- THE REQUEST -
Count the lines in the data below that contain the string "sunglasses". Case must match. Reply with only the number.

— start SUPPLIED RECORDS —

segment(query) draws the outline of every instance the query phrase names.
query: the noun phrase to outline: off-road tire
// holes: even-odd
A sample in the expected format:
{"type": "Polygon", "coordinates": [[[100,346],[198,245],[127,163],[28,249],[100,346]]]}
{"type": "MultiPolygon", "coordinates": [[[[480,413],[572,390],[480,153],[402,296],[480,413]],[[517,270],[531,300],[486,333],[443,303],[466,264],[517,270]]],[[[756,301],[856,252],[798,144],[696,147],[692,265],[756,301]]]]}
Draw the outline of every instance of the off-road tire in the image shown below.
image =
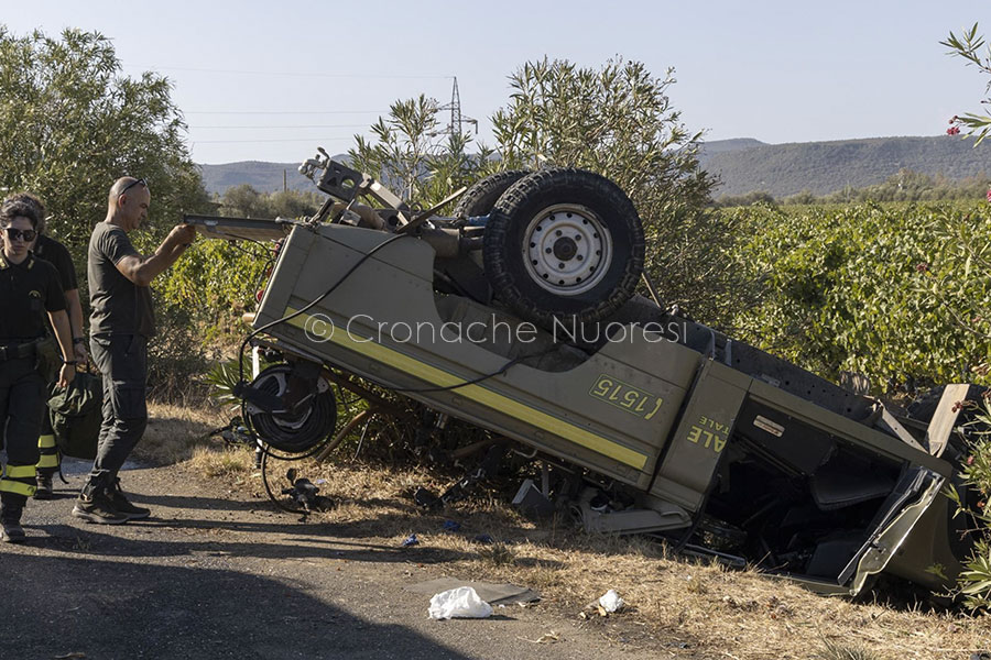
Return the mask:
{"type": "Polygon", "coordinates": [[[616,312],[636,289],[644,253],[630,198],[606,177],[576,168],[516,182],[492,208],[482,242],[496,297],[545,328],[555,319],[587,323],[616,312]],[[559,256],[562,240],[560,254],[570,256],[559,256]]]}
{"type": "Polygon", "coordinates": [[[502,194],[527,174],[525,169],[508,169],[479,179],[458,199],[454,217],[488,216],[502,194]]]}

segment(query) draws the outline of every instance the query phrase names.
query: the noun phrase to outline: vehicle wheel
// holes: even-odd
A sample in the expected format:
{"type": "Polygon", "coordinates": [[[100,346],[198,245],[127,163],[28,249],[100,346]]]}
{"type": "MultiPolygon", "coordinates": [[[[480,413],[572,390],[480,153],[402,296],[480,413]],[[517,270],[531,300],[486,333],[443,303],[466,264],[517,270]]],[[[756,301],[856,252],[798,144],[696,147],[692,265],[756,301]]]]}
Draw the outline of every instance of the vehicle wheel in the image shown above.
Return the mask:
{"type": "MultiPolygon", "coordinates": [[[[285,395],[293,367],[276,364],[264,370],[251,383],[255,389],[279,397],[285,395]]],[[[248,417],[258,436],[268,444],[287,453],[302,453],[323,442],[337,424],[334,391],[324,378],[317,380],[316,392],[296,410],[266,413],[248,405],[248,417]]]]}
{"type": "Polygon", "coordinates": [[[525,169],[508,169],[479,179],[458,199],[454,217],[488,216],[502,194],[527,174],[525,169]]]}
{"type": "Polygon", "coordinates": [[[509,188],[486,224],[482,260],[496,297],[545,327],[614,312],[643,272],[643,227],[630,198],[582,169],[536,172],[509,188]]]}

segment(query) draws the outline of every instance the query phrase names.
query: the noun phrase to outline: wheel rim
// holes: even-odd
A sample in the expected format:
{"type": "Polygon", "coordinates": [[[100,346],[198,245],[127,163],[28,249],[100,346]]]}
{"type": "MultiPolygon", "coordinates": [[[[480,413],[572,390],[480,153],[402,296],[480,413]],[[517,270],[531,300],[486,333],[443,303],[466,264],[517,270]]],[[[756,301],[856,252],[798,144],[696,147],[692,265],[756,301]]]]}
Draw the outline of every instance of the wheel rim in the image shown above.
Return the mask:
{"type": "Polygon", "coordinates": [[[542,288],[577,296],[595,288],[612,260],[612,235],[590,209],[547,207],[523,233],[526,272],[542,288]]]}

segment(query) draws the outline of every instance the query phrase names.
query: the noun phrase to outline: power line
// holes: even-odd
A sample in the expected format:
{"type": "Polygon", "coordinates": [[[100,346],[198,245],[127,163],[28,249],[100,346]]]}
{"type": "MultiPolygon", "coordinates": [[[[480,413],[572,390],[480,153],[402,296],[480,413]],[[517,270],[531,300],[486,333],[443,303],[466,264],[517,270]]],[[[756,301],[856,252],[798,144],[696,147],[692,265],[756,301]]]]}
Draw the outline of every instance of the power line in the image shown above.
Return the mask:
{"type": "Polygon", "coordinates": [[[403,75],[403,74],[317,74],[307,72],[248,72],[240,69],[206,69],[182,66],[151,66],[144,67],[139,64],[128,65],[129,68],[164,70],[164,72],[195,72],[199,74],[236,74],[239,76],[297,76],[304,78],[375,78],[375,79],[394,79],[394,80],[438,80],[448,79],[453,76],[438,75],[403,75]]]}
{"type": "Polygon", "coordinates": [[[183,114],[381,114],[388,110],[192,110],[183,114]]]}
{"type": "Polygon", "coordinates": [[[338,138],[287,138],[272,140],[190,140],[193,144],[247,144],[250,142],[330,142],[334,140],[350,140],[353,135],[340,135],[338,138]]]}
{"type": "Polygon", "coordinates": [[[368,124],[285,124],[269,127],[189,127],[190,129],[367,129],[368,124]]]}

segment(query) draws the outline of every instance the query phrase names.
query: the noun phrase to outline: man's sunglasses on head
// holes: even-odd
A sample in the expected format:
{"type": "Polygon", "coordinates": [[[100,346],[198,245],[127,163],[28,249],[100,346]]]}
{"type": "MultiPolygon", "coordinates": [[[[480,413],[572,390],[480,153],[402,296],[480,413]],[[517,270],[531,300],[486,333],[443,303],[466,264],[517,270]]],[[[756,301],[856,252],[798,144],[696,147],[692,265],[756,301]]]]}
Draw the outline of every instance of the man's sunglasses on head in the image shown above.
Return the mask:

— end SUPPLIED RECORDS —

- OUTPUT -
2